→ **TEXTE SOURCE**:
------------------------------------------------------------------------
Jann méditeJann Halexander chante encore… mais quel âge ça lui fait-il ? Né au Gabon, à Libreville, d’une mère pianissse et d’un père ministre plénipotentiaire (ha-ha, ça rigole plus), l’homme qui se présente comme acteur-réalisateur-chanteur-écrivain, fasciné par Anne Sylvestre et Mylène Farmer, propulse une chanson plutôt pop-poétique qu’à texte, si on entend par « chanson à texte » un fredonnement avec mobile, crime et chute. Le 8 octobre, il terminait sa série de spectacles sur le format « Affidavit », avec guitarissse et deux chorissses en sus du chanteur-pianissse. Nous y étions, et nous en fûmes bien heureux.
------------------------------------------------------------------------
→ **CONSIGNE 1**: Filtrez les enregistrements ci-dessous pour ne garder que les lignes contenant la chaîne « tray », en tenant compte de la casse, puis recopiez ces lignes.
→ **CONSIGNE 2**: Poursuivez le compte rendu du concert de Jann Halexander au-delà de sa dernière phrase.
------------------------------------------------------------------------
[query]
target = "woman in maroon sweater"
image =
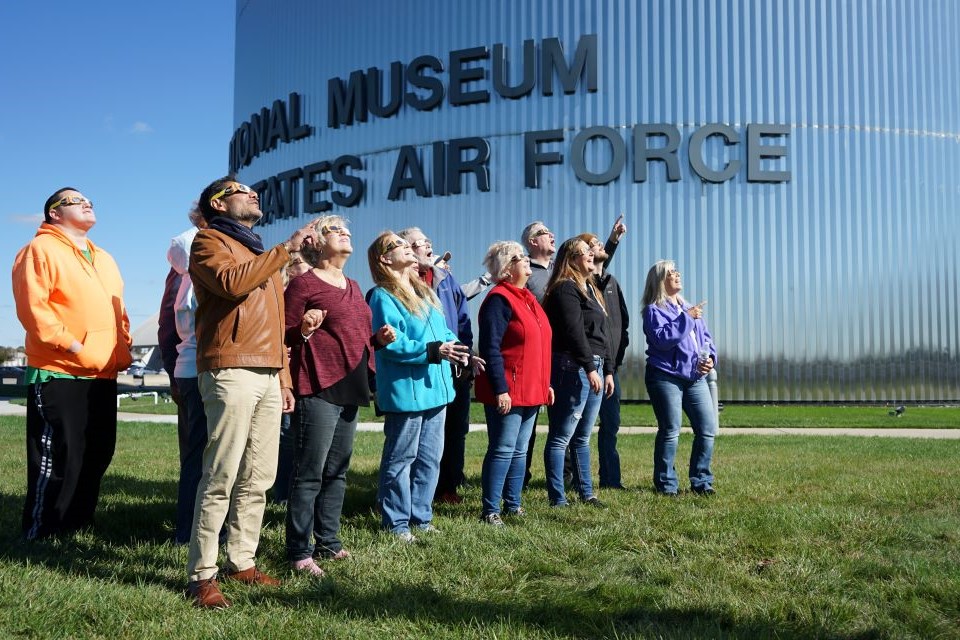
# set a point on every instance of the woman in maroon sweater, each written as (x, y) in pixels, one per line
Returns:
(515, 340)
(331, 361)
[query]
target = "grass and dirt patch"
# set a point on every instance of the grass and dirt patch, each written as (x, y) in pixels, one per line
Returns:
(808, 537)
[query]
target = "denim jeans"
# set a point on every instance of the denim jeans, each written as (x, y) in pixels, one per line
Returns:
(669, 394)
(409, 467)
(192, 444)
(456, 425)
(607, 437)
(571, 415)
(281, 486)
(504, 464)
(323, 435)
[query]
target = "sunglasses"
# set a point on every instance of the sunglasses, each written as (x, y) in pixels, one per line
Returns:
(334, 228)
(399, 242)
(67, 200)
(421, 243)
(231, 189)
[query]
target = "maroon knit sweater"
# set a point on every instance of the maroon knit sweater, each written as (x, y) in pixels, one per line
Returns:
(335, 349)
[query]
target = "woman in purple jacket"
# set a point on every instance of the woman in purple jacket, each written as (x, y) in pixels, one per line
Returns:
(680, 352)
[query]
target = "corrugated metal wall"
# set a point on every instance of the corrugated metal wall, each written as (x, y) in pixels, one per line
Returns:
(840, 285)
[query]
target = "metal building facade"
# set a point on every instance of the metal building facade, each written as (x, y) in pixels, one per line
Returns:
(838, 285)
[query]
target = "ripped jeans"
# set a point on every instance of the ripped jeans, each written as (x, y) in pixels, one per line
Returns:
(572, 415)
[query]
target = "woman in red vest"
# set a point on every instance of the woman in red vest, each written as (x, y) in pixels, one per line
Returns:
(515, 340)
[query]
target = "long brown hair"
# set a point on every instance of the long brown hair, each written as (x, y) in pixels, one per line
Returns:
(564, 270)
(416, 302)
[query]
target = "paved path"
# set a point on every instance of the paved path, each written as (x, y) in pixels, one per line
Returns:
(944, 434)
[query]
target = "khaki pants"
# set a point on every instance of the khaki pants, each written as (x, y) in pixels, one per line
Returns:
(243, 408)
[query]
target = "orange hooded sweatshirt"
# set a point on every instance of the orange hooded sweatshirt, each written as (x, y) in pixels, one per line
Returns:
(62, 297)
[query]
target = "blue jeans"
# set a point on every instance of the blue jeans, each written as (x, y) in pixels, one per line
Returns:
(456, 425)
(323, 435)
(607, 437)
(505, 462)
(571, 417)
(192, 444)
(669, 394)
(281, 486)
(409, 468)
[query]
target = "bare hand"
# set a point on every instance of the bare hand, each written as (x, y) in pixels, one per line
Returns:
(305, 235)
(286, 400)
(479, 364)
(618, 230)
(504, 404)
(696, 312)
(706, 366)
(596, 382)
(312, 320)
(455, 352)
(385, 335)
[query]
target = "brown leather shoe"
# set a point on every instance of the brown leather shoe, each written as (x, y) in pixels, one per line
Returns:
(206, 594)
(252, 576)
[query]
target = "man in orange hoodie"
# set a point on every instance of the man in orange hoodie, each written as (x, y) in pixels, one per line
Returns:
(69, 297)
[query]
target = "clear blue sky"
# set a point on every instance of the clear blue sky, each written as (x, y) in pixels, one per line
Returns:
(131, 102)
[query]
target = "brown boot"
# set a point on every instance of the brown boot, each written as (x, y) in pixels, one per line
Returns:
(206, 594)
(252, 576)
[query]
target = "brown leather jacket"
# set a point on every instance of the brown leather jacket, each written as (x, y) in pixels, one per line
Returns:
(239, 320)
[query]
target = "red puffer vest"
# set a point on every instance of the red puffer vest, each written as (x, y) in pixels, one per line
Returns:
(526, 349)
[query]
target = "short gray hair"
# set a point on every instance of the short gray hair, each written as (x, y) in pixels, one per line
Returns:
(528, 231)
(499, 256)
(313, 253)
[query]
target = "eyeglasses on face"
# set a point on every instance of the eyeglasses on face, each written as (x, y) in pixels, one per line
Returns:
(334, 228)
(230, 189)
(423, 242)
(393, 244)
(581, 252)
(68, 200)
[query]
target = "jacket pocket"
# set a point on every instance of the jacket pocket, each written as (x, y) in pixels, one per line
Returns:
(98, 348)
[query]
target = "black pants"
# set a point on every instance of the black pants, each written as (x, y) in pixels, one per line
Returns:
(455, 429)
(71, 436)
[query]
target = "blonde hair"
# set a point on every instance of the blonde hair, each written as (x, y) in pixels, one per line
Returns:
(564, 270)
(653, 290)
(312, 254)
(499, 257)
(417, 301)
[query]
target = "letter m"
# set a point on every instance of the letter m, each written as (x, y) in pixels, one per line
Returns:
(584, 63)
(346, 103)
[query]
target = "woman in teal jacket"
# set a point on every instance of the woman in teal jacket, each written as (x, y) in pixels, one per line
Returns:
(414, 385)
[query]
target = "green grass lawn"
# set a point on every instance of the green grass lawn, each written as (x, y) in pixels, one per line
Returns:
(808, 537)
(733, 415)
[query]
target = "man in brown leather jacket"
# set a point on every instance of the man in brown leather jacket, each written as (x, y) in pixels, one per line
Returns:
(244, 381)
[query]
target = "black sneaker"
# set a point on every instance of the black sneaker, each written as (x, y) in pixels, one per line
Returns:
(493, 519)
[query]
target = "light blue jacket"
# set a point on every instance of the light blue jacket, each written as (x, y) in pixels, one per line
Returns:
(406, 380)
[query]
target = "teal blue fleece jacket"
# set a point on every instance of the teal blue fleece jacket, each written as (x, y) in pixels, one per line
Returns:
(406, 379)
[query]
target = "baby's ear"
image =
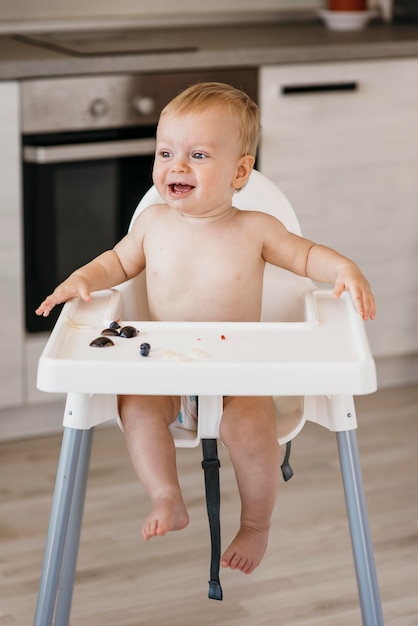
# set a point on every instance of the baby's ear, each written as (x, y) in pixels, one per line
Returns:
(244, 168)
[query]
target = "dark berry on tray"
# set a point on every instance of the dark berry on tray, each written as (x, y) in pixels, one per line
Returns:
(144, 349)
(112, 332)
(102, 342)
(128, 332)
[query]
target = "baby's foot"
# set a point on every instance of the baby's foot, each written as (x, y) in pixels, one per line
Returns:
(246, 550)
(169, 513)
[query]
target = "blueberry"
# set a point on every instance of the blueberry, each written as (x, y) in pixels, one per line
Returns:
(144, 349)
(128, 332)
(113, 332)
(102, 342)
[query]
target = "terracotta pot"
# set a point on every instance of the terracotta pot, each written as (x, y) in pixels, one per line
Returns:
(347, 5)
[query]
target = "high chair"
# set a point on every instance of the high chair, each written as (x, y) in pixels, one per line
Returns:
(307, 344)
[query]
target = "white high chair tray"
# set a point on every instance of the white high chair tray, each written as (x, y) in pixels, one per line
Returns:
(328, 354)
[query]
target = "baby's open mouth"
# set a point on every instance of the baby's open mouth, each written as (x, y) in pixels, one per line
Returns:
(179, 188)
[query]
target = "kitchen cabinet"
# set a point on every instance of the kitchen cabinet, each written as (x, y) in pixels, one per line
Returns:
(11, 273)
(341, 141)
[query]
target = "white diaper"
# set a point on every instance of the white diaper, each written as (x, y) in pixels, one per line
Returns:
(187, 416)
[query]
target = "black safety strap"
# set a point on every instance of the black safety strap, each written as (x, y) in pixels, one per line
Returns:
(210, 465)
(287, 471)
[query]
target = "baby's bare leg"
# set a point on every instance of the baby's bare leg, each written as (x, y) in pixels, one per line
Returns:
(150, 444)
(248, 429)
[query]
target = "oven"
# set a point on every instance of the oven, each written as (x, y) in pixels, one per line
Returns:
(88, 148)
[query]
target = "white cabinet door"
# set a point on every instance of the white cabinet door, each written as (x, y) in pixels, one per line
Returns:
(341, 141)
(11, 273)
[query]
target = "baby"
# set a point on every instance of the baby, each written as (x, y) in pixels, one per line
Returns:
(204, 261)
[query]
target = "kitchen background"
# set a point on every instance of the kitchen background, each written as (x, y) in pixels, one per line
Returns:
(29, 13)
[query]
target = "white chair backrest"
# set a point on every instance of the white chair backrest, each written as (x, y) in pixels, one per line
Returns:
(282, 291)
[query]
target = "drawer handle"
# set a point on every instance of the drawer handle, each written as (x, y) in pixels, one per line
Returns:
(293, 90)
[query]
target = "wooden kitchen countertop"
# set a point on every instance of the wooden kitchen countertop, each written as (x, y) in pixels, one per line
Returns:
(220, 46)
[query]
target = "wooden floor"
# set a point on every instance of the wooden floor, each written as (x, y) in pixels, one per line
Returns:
(307, 577)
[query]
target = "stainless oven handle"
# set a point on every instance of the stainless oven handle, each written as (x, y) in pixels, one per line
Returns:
(88, 151)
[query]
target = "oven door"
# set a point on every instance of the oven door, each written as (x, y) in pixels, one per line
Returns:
(80, 190)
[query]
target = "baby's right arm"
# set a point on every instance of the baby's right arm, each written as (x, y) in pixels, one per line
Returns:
(103, 272)
(111, 268)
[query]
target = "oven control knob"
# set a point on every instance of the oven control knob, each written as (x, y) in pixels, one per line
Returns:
(145, 105)
(99, 107)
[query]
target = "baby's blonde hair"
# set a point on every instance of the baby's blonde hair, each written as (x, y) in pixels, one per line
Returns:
(199, 97)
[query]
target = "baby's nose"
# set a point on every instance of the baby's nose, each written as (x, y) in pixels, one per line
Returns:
(179, 165)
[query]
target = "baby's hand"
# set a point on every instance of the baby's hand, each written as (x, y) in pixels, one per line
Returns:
(350, 278)
(74, 286)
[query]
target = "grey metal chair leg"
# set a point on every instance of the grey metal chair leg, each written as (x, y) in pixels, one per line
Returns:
(72, 540)
(371, 607)
(58, 524)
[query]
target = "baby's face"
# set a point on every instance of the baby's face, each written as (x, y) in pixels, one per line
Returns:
(197, 159)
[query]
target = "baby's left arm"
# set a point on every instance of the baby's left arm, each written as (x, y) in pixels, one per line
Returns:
(327, 265)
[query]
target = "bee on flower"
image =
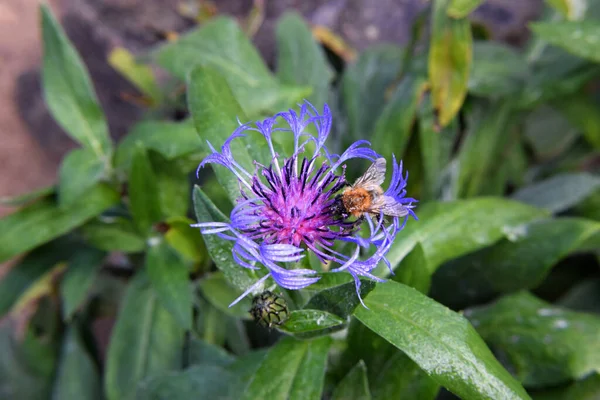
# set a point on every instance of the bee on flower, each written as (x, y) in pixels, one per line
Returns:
(299, 204)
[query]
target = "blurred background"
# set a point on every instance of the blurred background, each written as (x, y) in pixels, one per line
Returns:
(33, 144)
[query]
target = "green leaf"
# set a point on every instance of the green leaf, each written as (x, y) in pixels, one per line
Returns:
(220, 45)
(27, 198)
(25, 273)
(559, 192)
(391, 374)
(144, 203)
(29, 343)
(139, 74)
(549, 133)
(518, 262)
(302, 322)
(69, 91)
(215, 109)
(498, 70)
(436, 149)
(450, 54)
(440, 341)
(462, 8)
(168, 276)
(186, 241)
(543, 344)
(77, 376)
(173, 140)
(196, 382)
(340, 300)
(220, 294)
(173, 186)
(79, 171)
(393, 127)
(583, 297)
(301, 376)
(219, 249)
(413, 270)
(354, 385)
(145, 340)
(571, 9)
(447, 230)
(369, 78)
(586, 389)
(581, 38)
(483, 148)
(77, 281)
(301, 60)
(113, 234)
(200, 352)
(582, 112)
(43, 221)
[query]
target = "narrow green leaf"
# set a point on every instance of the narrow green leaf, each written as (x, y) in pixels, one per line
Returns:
(220, 294)
(301, 376)
(146, 340)
(309, 321)
(440, 341)
(571, 9)
(173, 140)
(172, 184)
(113, 234)
(520, 261)
(436, 148)
(77, 377)
(215, 110)
(301, 60)
(583, 297)
(582, 112)
(498, 70)
(413, 270)
(43, 221)
(27, 198)
(369, 78)
(143, 192)
(447, 230)
(462, 8)
(354, 385)
(200, 352)
(219, 249)
(340, 300)
(545, 345)
(224, 48)
(549, 133)
(581, 38)
(560, 192)
(391, 374)
(139, 74)
(187, 241)
(168, 276)
(586, 389)
(393, 127)
(79, 171)
(69, 91)
(77, 281)
(450, 55)
(28, 270)
(483, 148)
(198, 381)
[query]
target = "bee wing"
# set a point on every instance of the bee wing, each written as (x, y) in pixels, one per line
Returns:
(373, 177)
(389, 206)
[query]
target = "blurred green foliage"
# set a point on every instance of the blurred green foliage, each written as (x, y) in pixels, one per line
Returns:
(495, 292)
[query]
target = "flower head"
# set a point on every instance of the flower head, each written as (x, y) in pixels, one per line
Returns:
(292, 205)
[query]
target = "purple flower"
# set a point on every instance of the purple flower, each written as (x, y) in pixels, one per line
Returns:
(292, 205)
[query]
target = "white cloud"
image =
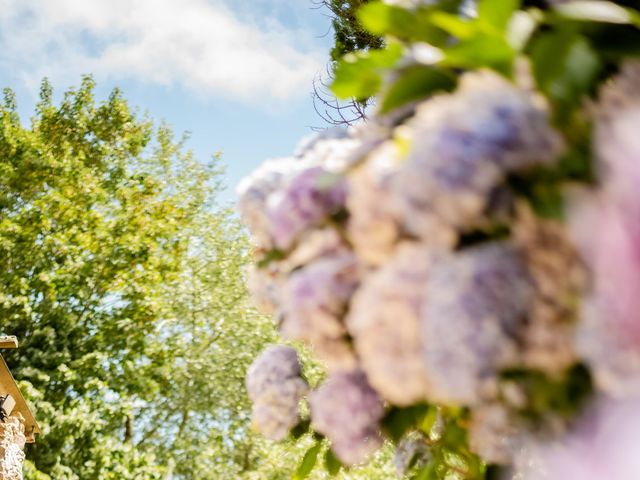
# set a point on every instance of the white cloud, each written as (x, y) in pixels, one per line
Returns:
(198, 44)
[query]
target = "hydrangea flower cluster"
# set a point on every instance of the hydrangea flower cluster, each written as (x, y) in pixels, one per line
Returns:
(275, 388)
(404, 256)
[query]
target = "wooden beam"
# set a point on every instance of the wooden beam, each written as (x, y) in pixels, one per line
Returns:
(8, 341)
(8, 386)
(7, 405)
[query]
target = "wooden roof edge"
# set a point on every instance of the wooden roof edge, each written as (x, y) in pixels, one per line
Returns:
(8, 341)
(8, 383)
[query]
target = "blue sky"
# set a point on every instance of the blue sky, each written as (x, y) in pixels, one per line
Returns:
(237, 74)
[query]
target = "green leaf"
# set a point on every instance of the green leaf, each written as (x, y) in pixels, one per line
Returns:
(331, 463)
(481, 51)
(399, 420)
(402, 24)
(359, 75)
(497, 13)
(415, 83)
(300, 429)
(565, 67)
(454, 25)
(383, 19)
(308, 462)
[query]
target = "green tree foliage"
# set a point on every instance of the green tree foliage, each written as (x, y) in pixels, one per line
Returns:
(124, 284)
(349, 34)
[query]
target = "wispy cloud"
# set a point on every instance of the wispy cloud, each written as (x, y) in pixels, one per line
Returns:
(198, 44)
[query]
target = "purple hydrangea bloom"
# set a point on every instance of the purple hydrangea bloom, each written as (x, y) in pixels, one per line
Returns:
(307, 199)
(275, 387)
(603, 444)
(254, 192)
(314, 299)
(347, 411)
(411, 451)
(474, 305)
(609, 335)
(462, 145)
(384, 319)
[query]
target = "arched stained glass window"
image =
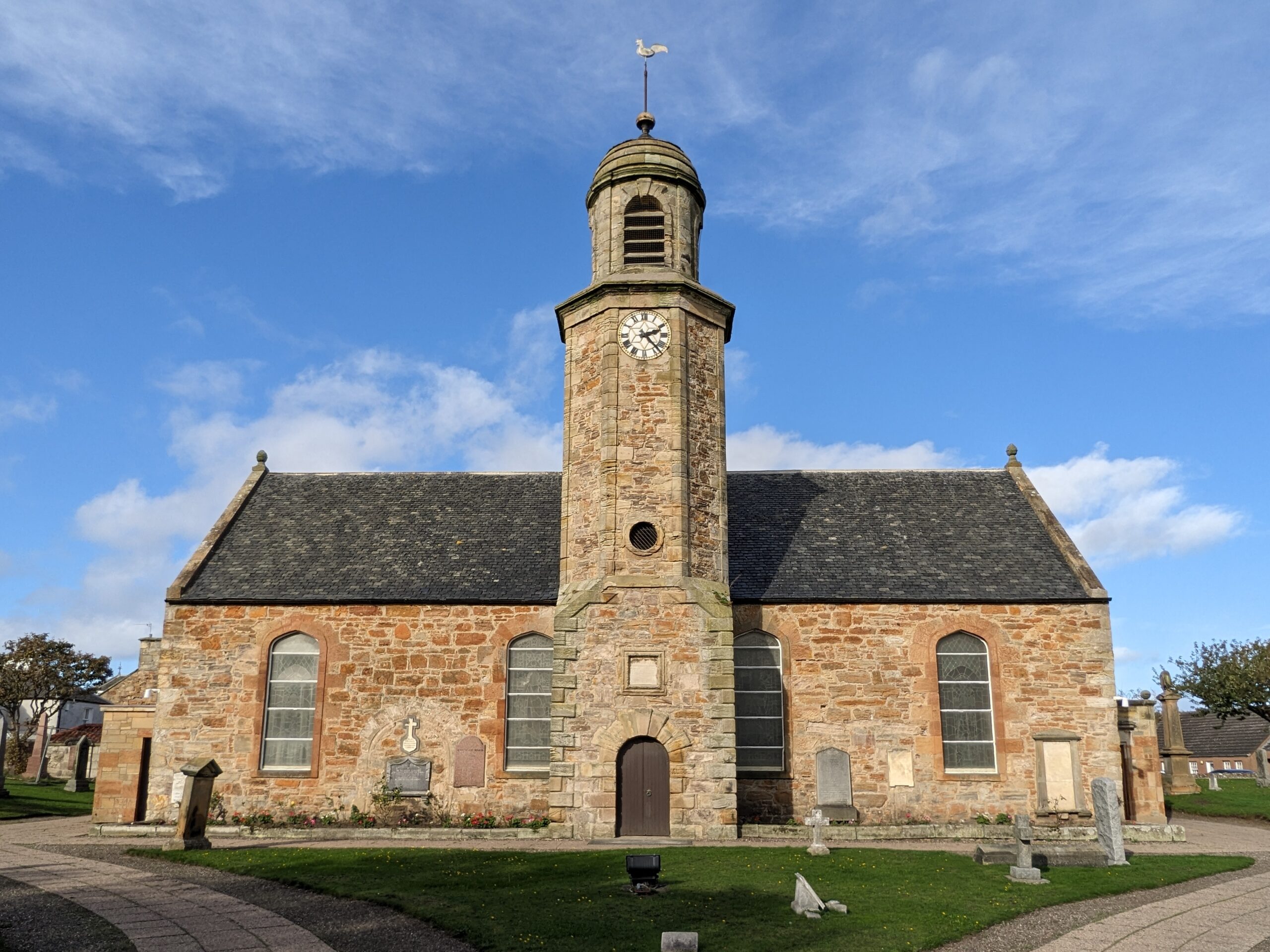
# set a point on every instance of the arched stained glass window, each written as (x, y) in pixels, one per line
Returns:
(965, 704)
(760, 702)
(529, 704)
(644, 232)
(289, 704)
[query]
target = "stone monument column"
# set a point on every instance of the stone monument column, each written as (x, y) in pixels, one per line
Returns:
(1178, 776)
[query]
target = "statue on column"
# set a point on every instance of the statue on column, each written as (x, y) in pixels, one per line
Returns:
(1174, 753)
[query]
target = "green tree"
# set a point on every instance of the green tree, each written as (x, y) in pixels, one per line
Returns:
(1230, 678)
(46, 674)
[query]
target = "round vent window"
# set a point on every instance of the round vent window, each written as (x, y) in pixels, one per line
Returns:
(643, 536)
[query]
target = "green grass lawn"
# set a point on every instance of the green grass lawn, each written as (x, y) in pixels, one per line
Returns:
(1235, 799)
(737, 898)
(46, 799)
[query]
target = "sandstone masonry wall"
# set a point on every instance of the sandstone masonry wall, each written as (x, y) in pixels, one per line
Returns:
(379, 665)
(863, 678)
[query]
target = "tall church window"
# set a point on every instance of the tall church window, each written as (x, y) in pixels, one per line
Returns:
(965, 704)
(289, 704)
(760, 702)
(529, 702)
(644, 232)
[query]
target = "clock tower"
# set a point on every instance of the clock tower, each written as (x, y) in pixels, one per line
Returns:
(643, 730)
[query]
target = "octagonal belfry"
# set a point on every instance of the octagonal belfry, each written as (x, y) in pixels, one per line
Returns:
(643, 625)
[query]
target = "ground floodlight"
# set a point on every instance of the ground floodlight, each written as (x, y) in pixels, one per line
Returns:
(643, 869)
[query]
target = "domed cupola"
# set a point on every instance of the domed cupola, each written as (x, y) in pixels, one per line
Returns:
(645, 206)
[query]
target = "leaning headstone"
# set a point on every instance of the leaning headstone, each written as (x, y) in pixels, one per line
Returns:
(833, 785)
(1023, 870)
(679, 942)
(817, 822)
(806, 901)
(192, 818)
(1107, 819)
(78, 783)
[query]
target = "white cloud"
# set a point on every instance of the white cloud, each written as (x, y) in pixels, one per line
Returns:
(1119, 511)
(766, 448)
(32, 409)
(369, 411)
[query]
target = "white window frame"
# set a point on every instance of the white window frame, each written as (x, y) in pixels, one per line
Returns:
(992, 715)
(780, 690)
(508, 719)
(268, 697)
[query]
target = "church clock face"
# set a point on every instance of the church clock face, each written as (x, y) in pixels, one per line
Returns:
(644, 334)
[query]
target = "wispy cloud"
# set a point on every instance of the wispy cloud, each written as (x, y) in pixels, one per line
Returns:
(27, 409)
(1119, 511)
(766, 448)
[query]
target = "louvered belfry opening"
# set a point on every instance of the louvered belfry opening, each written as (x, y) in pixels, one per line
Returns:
(644, 233)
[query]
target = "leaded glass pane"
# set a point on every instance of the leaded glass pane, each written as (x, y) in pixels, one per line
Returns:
(963, 667)
(766, 705)
(759, 678)
(969, 757)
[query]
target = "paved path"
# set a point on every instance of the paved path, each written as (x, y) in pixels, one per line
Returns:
(1234, 917)
(157, 913)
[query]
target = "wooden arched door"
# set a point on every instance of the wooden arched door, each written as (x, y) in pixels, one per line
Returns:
(643, 790)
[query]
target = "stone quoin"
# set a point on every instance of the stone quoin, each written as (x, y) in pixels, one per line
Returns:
(644, 643)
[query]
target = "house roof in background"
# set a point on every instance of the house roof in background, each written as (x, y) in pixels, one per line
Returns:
(799, 536)
(1206, 735)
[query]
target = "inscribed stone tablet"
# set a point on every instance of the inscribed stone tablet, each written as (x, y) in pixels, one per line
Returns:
(412, 774)
(470, 763)
(642, 673)
(899, 767)
(833, 777)
(1060, 780)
------------------------------------------------------------------------
→ **RÉSULTAT OBTENU 1**:
target = "dark berry on tray"
# set a point on every instance of the dark berry on tray, each written as (x, y) in pixels, one per line
target = "white high chair tray"
# set a point on every instance of the white high chair tray, each written as (x, y) in pixels, one per line

→ **RÉSULTAT OBTENU 2**:
Car le spectacle, sur une structure ABA (entrée par salle, spectacle sur scène, sortie par salle, c’est mieux que l’inverse), présente une facette séduisante du gaillard. Ses chansons varient, bien fol est qui s’y fie. Tantôt soukouss, tantôt rythmiquement brassessiques, tantôt mélodiquement sylvestriennes, tantôt marquées par cette structure classique de la descente d’un ton à quatre reprises (Am/G/F/E, par ex.), tantôt intimiste, tantôt latines, tantôt introspectives, tantôt généralistes, elles s’inspirent de thèmes connus souvent revivifiés – la famille, l’amour, le rapport aux origines – et puisent dans des genres divers, lorgnant à l’occasion vers la crudité voire la cruauté vampirico-sexuelle de Marie-Paule Belle sans jamais s’en approcher, parce que c’est son choix. Jann Halexander a beau être un pseudo, ce n’est ni un mème, ni un fake.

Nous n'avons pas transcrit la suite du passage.